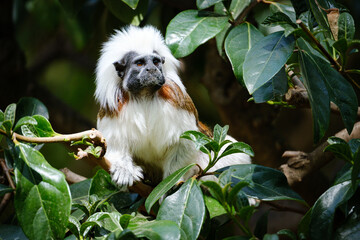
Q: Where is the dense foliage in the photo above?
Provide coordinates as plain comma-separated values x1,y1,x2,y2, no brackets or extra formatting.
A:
0,0,360,239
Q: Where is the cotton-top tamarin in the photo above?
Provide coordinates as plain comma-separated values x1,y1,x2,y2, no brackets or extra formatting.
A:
95,26,251,186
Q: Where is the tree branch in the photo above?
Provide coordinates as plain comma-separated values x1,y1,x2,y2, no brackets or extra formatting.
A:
280,122,360,186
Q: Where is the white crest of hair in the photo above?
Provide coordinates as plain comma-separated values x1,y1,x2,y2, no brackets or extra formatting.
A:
95,26,185,110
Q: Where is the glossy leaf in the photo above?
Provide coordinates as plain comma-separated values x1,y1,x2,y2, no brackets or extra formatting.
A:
217,164,304,203
310,181,354,239
157,178,205,239
298,39,358,142
218,142,254,159
324,137,352,162
309,0,336,38
270,1,296,22
252,68,288,103
213,124,229,144
14,116,37,131
166,10,228,58
262,12,298,36
0,184,14,196
121,0,139,10
214,0,251,56
16,97,49,121
351,149,360,191
67,216,81,239
130,220,180,240
145,164,195,213
0,110,5,123
12,143,71,239
338,12,355,40
348,138,360,154
180,131,212,153
103,0,149,26
204,195,226,219
4,103,16,127
196,0,223,10
225,22,263,83
105,229,138,240
243,32,295,94
201,181,225,204
32,115,58,137
298,39,330,143
70,179,92,203
89,169,118,198
0,224,28,240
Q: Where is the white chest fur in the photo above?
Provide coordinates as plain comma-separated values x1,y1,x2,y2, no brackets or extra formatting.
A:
98,96,197,164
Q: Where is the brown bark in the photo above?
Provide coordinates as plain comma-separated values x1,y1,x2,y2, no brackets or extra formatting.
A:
280,122,360,186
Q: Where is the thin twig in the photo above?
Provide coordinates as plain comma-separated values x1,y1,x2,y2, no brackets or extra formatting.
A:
0,159,15,214
60,168,87,184
280,122,360,186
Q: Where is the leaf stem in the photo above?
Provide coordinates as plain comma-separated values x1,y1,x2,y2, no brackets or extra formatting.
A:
296,19,341,71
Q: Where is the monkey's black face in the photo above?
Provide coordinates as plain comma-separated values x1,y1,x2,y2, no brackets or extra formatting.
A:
114,52,165,95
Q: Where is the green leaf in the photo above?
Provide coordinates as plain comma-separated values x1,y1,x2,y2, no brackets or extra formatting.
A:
0,224,28,240
276,229,297,240
105,229,137,240
254,210,269,239
214,124,229,144
270,1,296,22
263,233,279,240
298,39,358,142
12,143,71,239
67,216,81,239
309,0,337,38
4,103,16,128
262,12,298,36
165,10,228,58
338,12,355,40
310,181,354,239
16,97,49,121
324,137,352,162
196,0,223,10
70,179,92,203
0,184,14,196
14,116,37,131
228,182,249,205
225,22,263,83
130,220,180,240
121,0,139,10
298,39,330,143
217,164,305,203
89,169,118,198
243,32,295,94
218,142,254,159
180,131,212,154
252,67,288,103
157,178,205,239
103,0,149,26
145,163,195,213
32,115,58,137
348,138,360,154
351,149,360,191
201,181,225,204
204,195,226,219
0,109,5,123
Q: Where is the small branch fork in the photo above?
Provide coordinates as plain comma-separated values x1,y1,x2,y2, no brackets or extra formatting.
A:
0,159,15,214
280,122,360,186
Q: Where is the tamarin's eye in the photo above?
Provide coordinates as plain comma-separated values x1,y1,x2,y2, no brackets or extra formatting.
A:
153,58,160,65
135,60,144,67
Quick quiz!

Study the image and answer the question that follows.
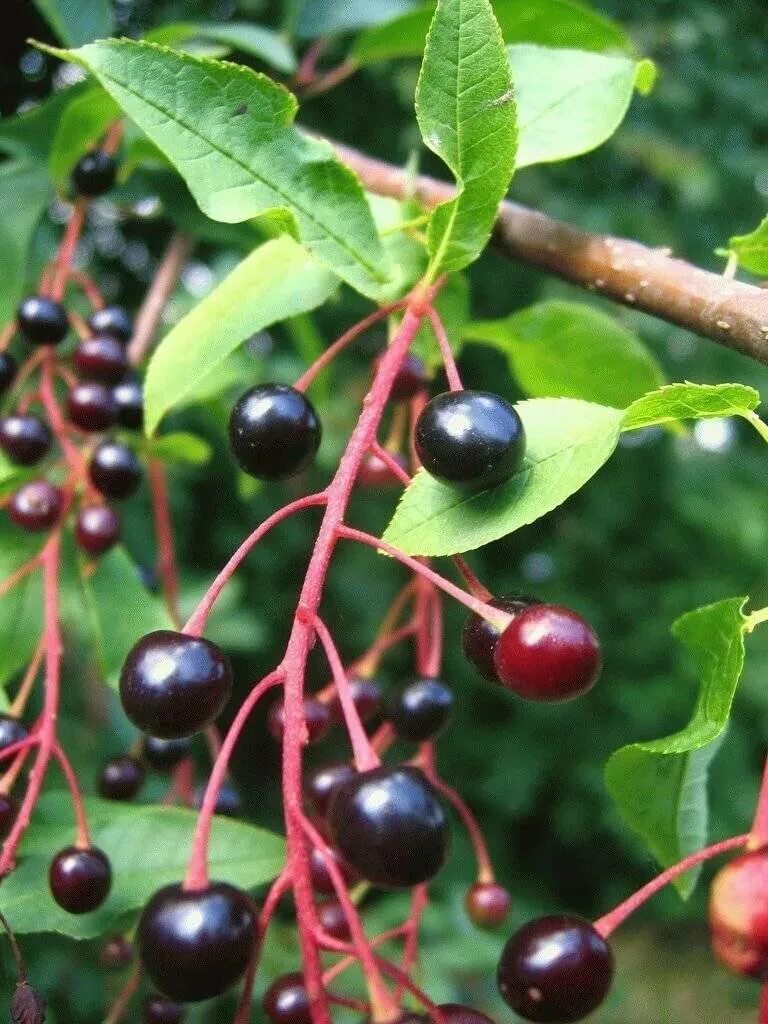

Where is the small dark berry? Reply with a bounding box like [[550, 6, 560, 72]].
[[328, 766, 450, 889], [414, 391, 525, 490], [88, 441, 141, 501], [48, 846, 112, 913], [120, 630, 232, 739], [387, 679, 454, 743], [494, 604, 601, 701], [136, 882, 256, 1002], [0, 413, 53, 466], [229, 384, 321, 480], [16, 295, 70, 345], [498, 914, 613, 1024], [8, 480, 63, 534], [72, 150, 118, 199]]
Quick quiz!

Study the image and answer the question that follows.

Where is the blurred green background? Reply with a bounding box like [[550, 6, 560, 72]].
[[0, 0, 768, 1024]]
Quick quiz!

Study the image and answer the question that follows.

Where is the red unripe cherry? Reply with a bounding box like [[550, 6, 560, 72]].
[[494, 604, 601, 701]]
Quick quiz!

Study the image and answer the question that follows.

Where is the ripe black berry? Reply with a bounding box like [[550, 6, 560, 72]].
[[48, 846, 112, 913], [462, 595, 541, 682], [98, 754, 146, 800], [8, 480, 63, 534], [72, 150, 118, 199], [120, 630, 232, 739], [229, 384, 322, 480], [88, 441, 141, 501], [88, 306, 133, 343], [0, 413, 53, 466], [137, 882, 256, 1002], [328, 766, 450, 889], [16, 295, 70, 345], [72, 334, 128, 384], [494, 604, 601, 701], [75, 505, 121, 555], [387, 679, 454, 742], [262, 973, 312, 1024], [498, 914, 613, 1024], [414, 391, 525, 489]]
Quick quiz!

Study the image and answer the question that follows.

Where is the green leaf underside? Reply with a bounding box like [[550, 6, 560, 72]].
[[605, 597, 746, 896], [416, 0, 517, 276], [464, 300, 664, 409], [3, 791, 285, 939], [508, 44, 654, 168], [350, 0, 632, 65], [46, 39, 387, 297], [144, 236, 338, 434]]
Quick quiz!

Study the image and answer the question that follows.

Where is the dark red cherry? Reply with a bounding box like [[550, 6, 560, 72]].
——————————
→ **Problem details**:
Report how many of the lines above contain the string "berry", with case counting. Give only the number.

→ **Exercise solution**:
2